> RECORDS SHOWN:
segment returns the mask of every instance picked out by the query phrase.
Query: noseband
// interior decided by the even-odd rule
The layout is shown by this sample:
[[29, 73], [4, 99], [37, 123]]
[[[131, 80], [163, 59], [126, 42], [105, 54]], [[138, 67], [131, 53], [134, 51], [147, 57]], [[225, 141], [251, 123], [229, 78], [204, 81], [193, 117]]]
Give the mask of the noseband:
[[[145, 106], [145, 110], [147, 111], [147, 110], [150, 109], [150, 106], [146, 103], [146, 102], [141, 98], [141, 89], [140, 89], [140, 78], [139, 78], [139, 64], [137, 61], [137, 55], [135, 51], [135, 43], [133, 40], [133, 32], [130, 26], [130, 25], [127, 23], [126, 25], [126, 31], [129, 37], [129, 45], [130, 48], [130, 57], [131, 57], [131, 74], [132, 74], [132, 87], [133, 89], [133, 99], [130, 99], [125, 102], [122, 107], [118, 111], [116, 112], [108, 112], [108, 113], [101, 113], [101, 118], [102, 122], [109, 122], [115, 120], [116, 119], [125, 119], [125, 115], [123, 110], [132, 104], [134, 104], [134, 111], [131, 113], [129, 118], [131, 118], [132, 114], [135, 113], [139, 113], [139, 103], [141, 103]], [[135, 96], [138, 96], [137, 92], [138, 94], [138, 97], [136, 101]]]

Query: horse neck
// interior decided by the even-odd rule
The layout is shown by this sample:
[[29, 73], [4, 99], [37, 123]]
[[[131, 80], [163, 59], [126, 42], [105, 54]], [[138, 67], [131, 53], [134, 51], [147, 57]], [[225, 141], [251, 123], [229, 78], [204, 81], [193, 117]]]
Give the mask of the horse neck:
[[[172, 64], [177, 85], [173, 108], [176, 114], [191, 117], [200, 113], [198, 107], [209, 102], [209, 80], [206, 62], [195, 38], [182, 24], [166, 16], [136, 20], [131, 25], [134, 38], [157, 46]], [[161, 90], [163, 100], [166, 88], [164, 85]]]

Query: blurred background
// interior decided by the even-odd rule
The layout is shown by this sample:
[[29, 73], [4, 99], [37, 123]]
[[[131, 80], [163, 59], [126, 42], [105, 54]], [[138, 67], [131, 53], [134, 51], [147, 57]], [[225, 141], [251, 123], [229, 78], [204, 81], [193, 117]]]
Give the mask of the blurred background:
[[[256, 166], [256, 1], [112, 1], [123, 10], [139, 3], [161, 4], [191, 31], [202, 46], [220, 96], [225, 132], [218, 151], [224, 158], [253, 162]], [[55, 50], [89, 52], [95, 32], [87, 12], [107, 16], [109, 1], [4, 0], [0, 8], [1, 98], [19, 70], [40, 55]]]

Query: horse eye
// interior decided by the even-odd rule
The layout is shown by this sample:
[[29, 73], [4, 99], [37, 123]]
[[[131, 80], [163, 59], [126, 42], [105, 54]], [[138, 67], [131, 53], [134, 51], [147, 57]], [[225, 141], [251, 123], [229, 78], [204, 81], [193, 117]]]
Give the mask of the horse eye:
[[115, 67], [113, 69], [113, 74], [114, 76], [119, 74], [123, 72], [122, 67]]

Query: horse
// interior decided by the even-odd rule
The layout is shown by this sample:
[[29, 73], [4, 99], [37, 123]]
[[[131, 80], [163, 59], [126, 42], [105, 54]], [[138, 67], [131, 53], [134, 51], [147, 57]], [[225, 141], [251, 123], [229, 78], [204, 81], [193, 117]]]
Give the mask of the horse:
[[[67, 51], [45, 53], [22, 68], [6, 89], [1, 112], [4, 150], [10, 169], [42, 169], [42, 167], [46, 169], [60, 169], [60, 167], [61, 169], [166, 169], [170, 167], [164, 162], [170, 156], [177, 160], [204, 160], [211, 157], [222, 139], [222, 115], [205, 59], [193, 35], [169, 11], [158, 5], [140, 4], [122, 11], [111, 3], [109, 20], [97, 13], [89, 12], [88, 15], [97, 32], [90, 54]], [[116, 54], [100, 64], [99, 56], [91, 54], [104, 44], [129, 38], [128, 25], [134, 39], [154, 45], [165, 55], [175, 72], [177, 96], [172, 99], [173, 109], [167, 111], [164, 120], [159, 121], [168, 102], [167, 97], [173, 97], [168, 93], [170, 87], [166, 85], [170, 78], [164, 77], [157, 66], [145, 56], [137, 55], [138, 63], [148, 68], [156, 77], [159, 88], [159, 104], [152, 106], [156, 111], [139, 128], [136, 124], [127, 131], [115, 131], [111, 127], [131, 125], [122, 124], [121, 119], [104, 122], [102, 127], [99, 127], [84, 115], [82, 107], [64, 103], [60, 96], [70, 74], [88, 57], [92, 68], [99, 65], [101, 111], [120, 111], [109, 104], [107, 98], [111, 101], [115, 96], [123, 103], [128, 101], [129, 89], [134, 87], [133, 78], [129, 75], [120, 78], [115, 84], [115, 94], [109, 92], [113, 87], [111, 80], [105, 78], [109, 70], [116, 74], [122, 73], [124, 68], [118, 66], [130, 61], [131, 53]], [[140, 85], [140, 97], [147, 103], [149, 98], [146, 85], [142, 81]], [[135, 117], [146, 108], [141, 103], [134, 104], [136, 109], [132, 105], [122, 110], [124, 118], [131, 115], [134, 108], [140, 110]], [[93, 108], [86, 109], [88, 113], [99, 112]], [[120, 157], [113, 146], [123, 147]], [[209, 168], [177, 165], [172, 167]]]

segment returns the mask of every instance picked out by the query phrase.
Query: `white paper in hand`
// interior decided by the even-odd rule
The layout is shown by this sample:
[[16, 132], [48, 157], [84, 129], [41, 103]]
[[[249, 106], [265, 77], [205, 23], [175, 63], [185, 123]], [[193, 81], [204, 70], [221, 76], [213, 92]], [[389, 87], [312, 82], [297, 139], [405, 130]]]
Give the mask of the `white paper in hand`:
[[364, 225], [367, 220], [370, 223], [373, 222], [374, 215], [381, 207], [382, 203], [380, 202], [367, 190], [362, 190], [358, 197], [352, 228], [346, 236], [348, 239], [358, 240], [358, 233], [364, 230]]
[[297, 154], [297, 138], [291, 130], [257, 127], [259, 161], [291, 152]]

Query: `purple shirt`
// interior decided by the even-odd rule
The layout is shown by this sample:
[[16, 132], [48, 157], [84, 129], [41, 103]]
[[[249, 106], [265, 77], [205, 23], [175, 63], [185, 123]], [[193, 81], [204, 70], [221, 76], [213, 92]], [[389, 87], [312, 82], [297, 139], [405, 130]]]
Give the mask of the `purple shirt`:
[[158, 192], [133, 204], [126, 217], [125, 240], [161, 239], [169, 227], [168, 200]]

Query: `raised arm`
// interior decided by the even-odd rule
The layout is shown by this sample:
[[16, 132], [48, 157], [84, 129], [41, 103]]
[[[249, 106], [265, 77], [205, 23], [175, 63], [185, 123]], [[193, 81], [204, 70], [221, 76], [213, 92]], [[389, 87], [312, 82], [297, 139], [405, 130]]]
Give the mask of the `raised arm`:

> YOUR OBJECTIVE: Format the lines of the listing from the line with "Query: horse neck" up to and including the line with "88], [164, 85]]]" as a JSON list of strings, one string per line, leaving out blank lines.

> TASK SOLUTION:
[
  "Query: horse neck",
  "// interior decided by the even-odd rule",
  "The layout is shown by this sample:",
  "[[29, 73], [4, 99], [37, 123]]",
  "[[[131, 80], [163, 59], [126, 42], [105, 54]], [[138, 67], [131, 53], [134, 51], [147, 57]], [[225, 141], [251, 123], [229, 78], [204, 81], [193, 117]]]",
  "Give the mask of the horse neck:",
  "[[[172, 64], [177, 85], [173, 108], [176, 114], [191, 117], [200, 113], [198, 107], [209, 102], [209, 80], [206, 62], [195, 38], [182, 24], [166, 16], [136, 20], [131, 25], [134, 38], [157, 46]], [[161, 90], [163, 100], [166, 88], [164, 85]]]"
]